_Source excerpt_

The conversation flowed like honey – deep, sweet, natural. By the end, her voice sparkled with possibility.
We agreed she’d review the proposal and get back to me Tuesday.
Tuesday came.
Tuesday went.
So did Wednesday.
So did Thursday.
Silence stretched longer than a winter’s night. So did my patience and my anxiety. Do I reach out? Do I give her more time?
Sound familiar? That stomach-churning dance between following up and giving space. Between serving and pestering. Between caring and clinging.
I’ve been there. Oh boy, have I danced that tango! That place where every unanswered email feels like rejection. Where every passing day without response spawns a thousand stories in your mind. Where you begin to question everything:
- Did I say something wrong?
- Should I reach out again?
- Am I being too pushy?
- What if they need more time?
- What if they hate me now?
- What if… what if… what if…
Stop.
Breathe.
Listen close now, because this is important:
You are not pushing them off a cliff, dear one.
You are extending a hand.
You are opening a door.
You are lighting a path.
You are showing up – again and again and again –
Because that’s what servants of the heart do.
That’s what leaders do.
That’s what YOU do.
Let me show you how to follow up with grace, with power, with purpose. How to nurture without nagging. How to persist without pestering. How to serve without compromising your integrity.
The Bridge-Builder’s Blueprint
First things first: Every conversation needs a bridge to the next conversation. Don’t leave your prospect stranded on the island of good intentions. Build them a way forward.
Before any meeting ends, get crystal clear on these four pillars:
- The Next Step – What exactly needs to happen?
- The Who – Who’s taking that step?
- The When – By what specific date?
- The What-If – What happens if that date passes?
Here’s what this sounds like in real life:
“Karen, I’ve loved exploring how we might work together. You mentioned wanting to review this with your business partner – would you be able to do that by next Friday? Perfect. And would you like me to follow up with you then, or would you prefer to reach out once you’ve had that conversation?”
(Pro tip: I almost always volunteer to do the following up. Why? Because while they might have the best intentions, this isn’t their top priority. It’s mine. So… if they say they will follow-up… add on the following:
Awesome. I look forward to hearing you [state their commitment]. And, because I know things come up, don’t worry, if an extra day or two passes and I don’t hear from you – fear not, I’ll go ahead and reach out via email to check in”
This way, you are still giving yourself permission to follow-up, and setting expectations for them that you will do so.)
The Follow-Up Formula That Feels Like Love
When that agreed-upon date arrives, here’s your template for following up with heart:
Hello [NAME]!

[Records from a data source]
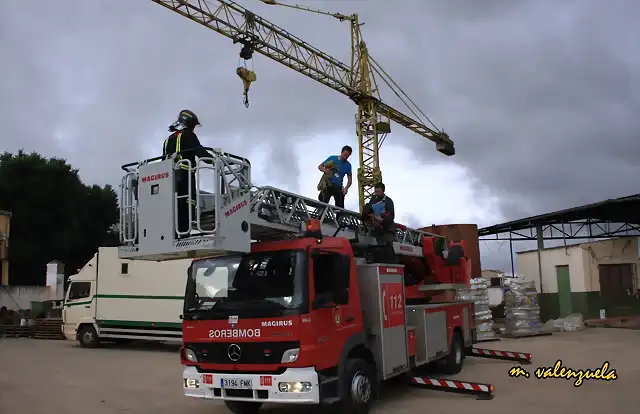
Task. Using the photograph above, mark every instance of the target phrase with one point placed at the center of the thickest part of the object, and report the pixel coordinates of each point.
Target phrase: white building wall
(20, 297)
(550, 258)
(582, 259)
(606, 252)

_Given instruction 1_
Indicate whether each statement agrees with the follow-up text, answering yes or no and quoting the deciding words: (a) The day by which she was to get back to the writer was Tuesday. (b) The writer lists five pillars to clarify before any meeting ends. (c) The writer usually leaves the following up to the prospect.
_Given instruction 2_
Reproduce word for word the passage of the follow-up text from "- Am I being" up to and including "opening a door.".
Rely solely on the follow-up text when answering.

_Complete answer 1_
(a) Yes: "We agreed she’d review the proposal and get back to me Tuesday."
(b) No: "get crystal clear on these four pillars"
(c) No: "I almost always volunteer to do the following up."

_Complete answer 2_
- Am I being too pushy?
- What if they need more time?
- What if they hate me now?
- What if… what if… what if…
Stop.
Breathe.
Listen close now, because this is important:
You are not pushing them off a cliff, dear one.
You are extending a hand.
You are opening a door.